» **Aim of the exercise**
Continue the forum thread about insuring a car that's off the road, picking up right after its last post.

» **Extract to read**
****************
Nowadays you can only normally only get "Laid Up" insurance for classic/collector's cars.

The other difficultly you have is that for a normal insurance to be in place, you will need to have an appropriate driving licence in force.

Have a word with Dan on here from Adrian Flux and see if they can cater for anything under one of their schemes.

If you do have insurance, you may well also still need to have MOT & Road Tax in force so that the MID is in order.


----------



## andy-mcq (Sep 26, 2008)

cheers shiny, quick first, whats MID?
never thought about the insurance with no license! its gone to the dvla now, my currunt insurance runs til the 1st of june and got one more payment so im leaving that alone to get extra years no claims.
''laid up'' insurance might be worth looking up, il also pm dan to 
cheers again


----------



## Shiny (Apr 23, 2007)

MID is the the Motor Insurance Database.


----------



## SteveOC (May 26, 2007)

Shiny said:


> Nowadays you can only normally only get "Laid Up" insurance for classic/collector's cars.
> 
> The other difficultly you have is that for a normal insurance to be in place, you will need to have an appropriate driving licence in force.
> 
> ...


A couple of times when I was getting quotes for bikes, ebike had a scheme where you could get cover for a month at a time, and theft cover was still active for the rest of the time.
****************
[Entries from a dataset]

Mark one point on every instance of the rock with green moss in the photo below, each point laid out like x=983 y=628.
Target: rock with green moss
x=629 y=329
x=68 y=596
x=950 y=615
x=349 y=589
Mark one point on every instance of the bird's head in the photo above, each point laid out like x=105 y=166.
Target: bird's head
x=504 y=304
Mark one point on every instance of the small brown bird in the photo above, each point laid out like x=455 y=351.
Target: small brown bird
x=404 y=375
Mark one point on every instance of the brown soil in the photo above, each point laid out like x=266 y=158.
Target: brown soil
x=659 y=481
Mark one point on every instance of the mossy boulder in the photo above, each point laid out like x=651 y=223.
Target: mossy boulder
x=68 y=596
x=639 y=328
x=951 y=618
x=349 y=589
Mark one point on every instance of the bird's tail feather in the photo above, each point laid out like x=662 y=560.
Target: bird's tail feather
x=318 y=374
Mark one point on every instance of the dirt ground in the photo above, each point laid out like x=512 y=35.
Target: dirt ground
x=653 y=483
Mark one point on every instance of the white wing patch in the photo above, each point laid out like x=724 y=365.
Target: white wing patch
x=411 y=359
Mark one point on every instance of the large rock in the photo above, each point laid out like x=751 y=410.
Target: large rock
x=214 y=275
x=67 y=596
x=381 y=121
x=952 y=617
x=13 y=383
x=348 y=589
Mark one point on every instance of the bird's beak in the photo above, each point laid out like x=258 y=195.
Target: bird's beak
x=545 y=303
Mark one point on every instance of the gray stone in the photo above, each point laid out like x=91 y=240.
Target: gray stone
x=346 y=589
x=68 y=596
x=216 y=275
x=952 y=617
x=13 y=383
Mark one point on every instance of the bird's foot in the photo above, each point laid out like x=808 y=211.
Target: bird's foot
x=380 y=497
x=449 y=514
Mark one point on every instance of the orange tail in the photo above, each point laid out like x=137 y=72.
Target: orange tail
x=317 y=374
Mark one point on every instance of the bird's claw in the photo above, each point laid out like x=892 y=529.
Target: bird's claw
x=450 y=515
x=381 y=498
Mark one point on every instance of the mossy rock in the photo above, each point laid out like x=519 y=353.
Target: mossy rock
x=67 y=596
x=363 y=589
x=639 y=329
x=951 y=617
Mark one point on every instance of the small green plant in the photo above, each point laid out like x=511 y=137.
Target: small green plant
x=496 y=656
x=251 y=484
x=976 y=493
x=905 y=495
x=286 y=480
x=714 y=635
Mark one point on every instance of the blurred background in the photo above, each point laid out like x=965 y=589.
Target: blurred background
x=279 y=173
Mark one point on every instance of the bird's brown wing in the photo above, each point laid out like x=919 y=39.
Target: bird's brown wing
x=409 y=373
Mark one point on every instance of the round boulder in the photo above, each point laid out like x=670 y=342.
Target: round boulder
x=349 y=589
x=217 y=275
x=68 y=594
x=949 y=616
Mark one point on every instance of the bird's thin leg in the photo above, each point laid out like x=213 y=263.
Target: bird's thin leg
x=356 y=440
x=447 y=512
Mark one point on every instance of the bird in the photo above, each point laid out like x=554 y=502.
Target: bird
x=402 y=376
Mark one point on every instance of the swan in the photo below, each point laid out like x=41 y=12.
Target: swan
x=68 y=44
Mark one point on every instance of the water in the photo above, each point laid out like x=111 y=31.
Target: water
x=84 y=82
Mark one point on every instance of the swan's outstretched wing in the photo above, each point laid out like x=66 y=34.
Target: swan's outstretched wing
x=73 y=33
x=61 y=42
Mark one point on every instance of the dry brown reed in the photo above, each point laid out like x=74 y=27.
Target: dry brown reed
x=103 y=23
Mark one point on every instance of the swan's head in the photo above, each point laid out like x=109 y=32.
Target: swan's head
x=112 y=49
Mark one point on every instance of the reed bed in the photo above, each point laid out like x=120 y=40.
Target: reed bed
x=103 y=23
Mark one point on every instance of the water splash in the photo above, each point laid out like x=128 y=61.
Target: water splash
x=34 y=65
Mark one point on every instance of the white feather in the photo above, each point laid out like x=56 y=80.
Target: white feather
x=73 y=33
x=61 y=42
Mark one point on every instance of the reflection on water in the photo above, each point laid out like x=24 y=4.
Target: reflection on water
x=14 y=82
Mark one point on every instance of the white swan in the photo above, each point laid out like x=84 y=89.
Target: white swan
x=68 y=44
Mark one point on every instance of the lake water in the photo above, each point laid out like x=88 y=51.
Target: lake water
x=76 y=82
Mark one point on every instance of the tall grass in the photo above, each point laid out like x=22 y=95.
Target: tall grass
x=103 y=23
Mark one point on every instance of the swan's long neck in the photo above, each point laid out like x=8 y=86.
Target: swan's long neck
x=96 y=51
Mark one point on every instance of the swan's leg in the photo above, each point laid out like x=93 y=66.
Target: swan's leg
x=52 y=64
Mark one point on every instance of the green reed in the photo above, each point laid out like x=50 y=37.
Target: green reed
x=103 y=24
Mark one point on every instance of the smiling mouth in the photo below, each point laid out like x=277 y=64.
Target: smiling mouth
****************
» **Task answer**
Now I see they offer pay-as-you-go monthly or the option to suspend a standard policy and still have fire&theft cover.
If you have no joy with AF, it might be worth checking so see if they offer anything similar for cars under their ecar brand.

Steve O.


----------



## ivor (Sep 24, 2008)

I recently insured the Skyline as she's off the road waiting for me to rebuild the engine I put it on a limited mileage policy of 1000 miles a year that way it's fully covered and didn't use my no claims bonus on it and it worked out cheaper than insuring the golf TDi for a year with over 5yrs no claims


----------



## andy-mcq (Sep 26, 2008)

cheers guys , think itll just be a case of speaking to my insurance and phoning a few up aswell see what they can offer.
other option for me is just sackin the insurance off and fitting a alarm instead.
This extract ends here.